··· Input for this task ···

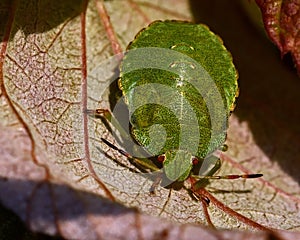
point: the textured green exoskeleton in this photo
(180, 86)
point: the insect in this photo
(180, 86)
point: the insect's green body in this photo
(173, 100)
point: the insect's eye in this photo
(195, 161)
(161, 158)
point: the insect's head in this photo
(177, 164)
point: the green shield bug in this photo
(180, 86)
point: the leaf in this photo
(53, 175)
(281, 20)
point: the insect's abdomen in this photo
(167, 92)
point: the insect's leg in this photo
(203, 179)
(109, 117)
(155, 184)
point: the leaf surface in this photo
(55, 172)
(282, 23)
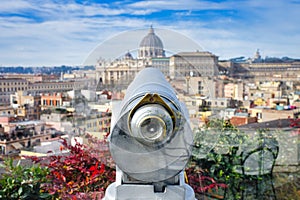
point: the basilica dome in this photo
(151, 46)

···
··· Input for this task ···

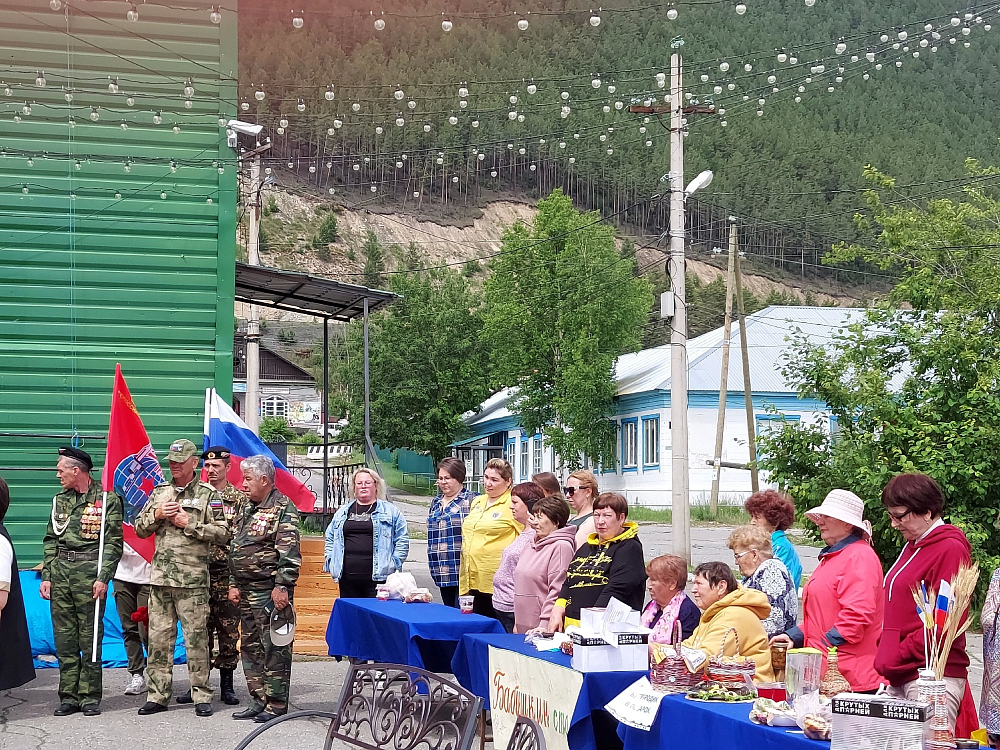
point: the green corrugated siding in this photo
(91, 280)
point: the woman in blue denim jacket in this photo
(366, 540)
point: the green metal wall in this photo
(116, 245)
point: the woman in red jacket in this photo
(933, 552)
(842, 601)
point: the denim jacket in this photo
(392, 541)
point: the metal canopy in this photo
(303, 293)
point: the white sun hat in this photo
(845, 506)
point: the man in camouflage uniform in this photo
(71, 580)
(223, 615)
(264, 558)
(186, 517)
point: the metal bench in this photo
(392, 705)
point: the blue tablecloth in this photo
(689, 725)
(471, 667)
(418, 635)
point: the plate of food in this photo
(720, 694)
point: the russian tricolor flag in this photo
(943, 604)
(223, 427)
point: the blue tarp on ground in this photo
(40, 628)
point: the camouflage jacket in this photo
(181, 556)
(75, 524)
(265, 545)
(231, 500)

···
··· Input for this task ···

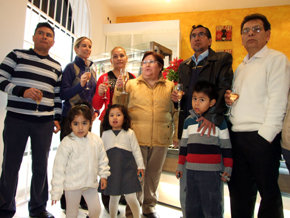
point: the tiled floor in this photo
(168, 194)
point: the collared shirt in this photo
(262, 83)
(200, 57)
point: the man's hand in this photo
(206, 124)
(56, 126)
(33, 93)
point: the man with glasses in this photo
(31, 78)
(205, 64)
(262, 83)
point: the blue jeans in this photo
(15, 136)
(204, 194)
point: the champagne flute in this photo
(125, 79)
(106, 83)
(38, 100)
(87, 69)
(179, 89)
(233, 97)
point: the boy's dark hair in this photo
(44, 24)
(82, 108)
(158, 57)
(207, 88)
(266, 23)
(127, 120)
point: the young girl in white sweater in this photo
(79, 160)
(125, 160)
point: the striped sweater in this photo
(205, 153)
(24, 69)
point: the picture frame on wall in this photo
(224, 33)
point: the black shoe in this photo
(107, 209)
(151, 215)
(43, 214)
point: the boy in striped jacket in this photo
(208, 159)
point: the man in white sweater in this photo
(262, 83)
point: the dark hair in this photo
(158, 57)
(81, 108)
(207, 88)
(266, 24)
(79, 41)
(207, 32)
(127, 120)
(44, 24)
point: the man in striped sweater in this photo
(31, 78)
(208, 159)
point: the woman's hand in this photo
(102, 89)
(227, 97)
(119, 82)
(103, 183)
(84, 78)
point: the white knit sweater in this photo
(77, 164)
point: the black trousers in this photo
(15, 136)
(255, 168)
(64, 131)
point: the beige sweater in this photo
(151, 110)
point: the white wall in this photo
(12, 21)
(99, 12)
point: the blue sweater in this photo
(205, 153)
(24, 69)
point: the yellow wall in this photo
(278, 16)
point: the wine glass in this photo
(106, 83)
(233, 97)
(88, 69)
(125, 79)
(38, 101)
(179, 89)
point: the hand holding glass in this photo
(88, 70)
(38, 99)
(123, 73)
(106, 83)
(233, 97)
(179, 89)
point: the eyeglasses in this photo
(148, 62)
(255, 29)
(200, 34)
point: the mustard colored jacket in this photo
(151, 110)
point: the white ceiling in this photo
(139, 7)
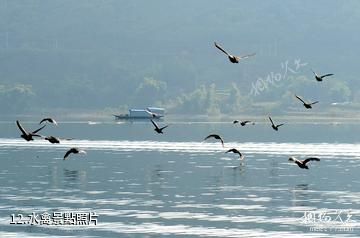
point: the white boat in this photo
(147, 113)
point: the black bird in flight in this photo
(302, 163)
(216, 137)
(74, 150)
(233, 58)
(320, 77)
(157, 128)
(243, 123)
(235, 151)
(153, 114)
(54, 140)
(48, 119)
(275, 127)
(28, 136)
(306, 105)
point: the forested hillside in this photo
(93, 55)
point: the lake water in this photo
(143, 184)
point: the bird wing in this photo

···

Problem statement.
Identify every line above that contains the word "bird" and copy each of those lines in full.

Solution for this problem.
point: the black bird in flight in this photo
point: the bird wing in this photo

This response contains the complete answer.